### RECORDS FOR PROCESSING ###

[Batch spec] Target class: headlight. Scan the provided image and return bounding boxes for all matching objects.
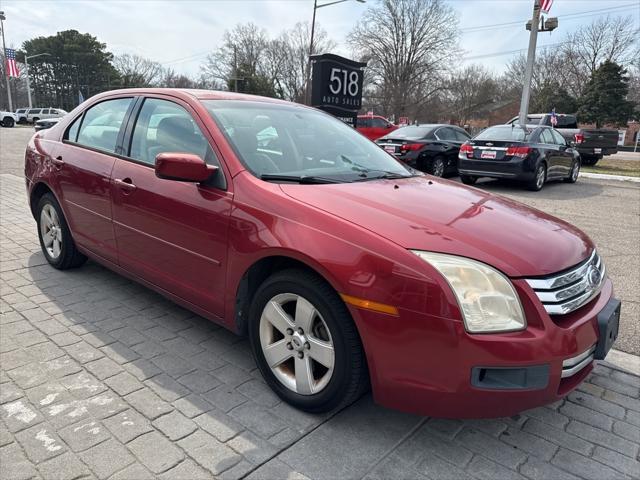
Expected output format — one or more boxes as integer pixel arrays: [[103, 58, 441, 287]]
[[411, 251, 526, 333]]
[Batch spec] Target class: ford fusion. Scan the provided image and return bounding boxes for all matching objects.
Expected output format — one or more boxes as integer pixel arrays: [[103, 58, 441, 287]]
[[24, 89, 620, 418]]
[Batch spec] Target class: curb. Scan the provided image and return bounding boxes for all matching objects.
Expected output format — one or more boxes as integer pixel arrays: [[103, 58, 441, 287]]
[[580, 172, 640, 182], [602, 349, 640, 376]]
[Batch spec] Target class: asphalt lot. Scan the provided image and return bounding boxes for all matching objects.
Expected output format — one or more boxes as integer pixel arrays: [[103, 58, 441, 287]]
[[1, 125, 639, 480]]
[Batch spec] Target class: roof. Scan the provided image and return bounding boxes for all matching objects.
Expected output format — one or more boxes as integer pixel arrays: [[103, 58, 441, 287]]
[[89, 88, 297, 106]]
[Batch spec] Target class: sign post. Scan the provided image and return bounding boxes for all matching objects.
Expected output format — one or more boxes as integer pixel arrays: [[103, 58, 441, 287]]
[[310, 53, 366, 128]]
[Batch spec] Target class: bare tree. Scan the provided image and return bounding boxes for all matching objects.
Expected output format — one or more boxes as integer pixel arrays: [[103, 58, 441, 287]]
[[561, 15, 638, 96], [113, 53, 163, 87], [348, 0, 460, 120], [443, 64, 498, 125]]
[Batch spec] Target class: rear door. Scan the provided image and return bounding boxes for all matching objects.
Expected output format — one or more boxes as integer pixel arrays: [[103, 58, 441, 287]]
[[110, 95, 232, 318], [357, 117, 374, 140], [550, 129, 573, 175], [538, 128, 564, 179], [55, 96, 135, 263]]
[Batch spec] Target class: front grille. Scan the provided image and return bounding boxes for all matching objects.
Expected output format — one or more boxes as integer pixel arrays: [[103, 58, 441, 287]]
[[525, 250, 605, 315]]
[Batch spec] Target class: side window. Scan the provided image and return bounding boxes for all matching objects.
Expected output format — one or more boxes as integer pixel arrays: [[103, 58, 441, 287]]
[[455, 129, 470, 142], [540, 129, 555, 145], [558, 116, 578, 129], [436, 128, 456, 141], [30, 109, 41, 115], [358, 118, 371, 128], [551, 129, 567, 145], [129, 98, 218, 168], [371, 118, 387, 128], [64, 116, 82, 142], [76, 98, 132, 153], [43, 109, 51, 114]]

###
### RECORDS FOR PROCESSING ###

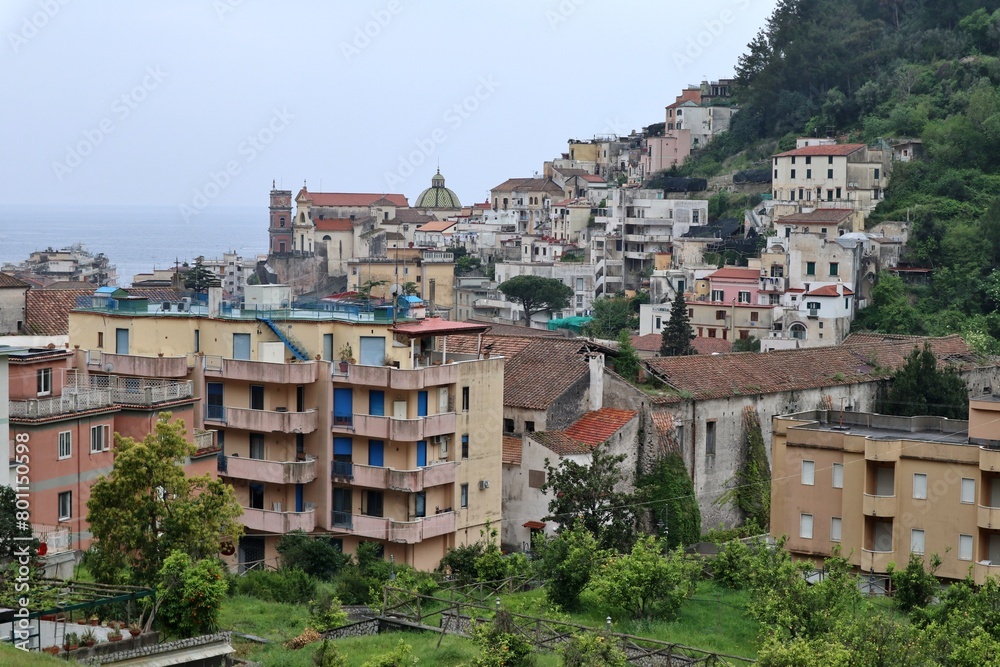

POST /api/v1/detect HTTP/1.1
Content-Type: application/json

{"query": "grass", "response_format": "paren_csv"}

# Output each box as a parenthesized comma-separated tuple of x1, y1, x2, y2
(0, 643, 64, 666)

###

• THE TASK: Please go through the data above and copy each line that has the word "class".

• RESPONSE AREA:
[Batch spec] Target class: headlight. Scan the provided image and return bounding boxes for all matching objects.
[Batch spec] Target class: ford fusion. Scan the provided image and return bounding boxes for all matching objects.
[Batch spec] Target class: curb. Scan the provided image and return bounding boxes for all matching objects.
[Batch spec] Target class: asphalt lot. Scan the provided image and return bounding boxes for all matching objects.
[Batch spec] Target class: roof. Scan the provided image and return bounding boxes for all matching objects.
[Batch spec] Target class: sign post. Scan the provided image and return bounding boxes for all matching objects.
[Batch spec] Target class: bare tree. Scan the provided image and return bounding boxes for all matching objects.
[Batch spec] Target class: rear door. Scan the provided image and return bounding boxes for all matching objects.
[Batch spec] Target class: front grille. Scan the provided image and return bounding boxes for all matching objects.
[Batch spec] Target class: side window. Scan the provided image and return bounding boxes for all matching objects.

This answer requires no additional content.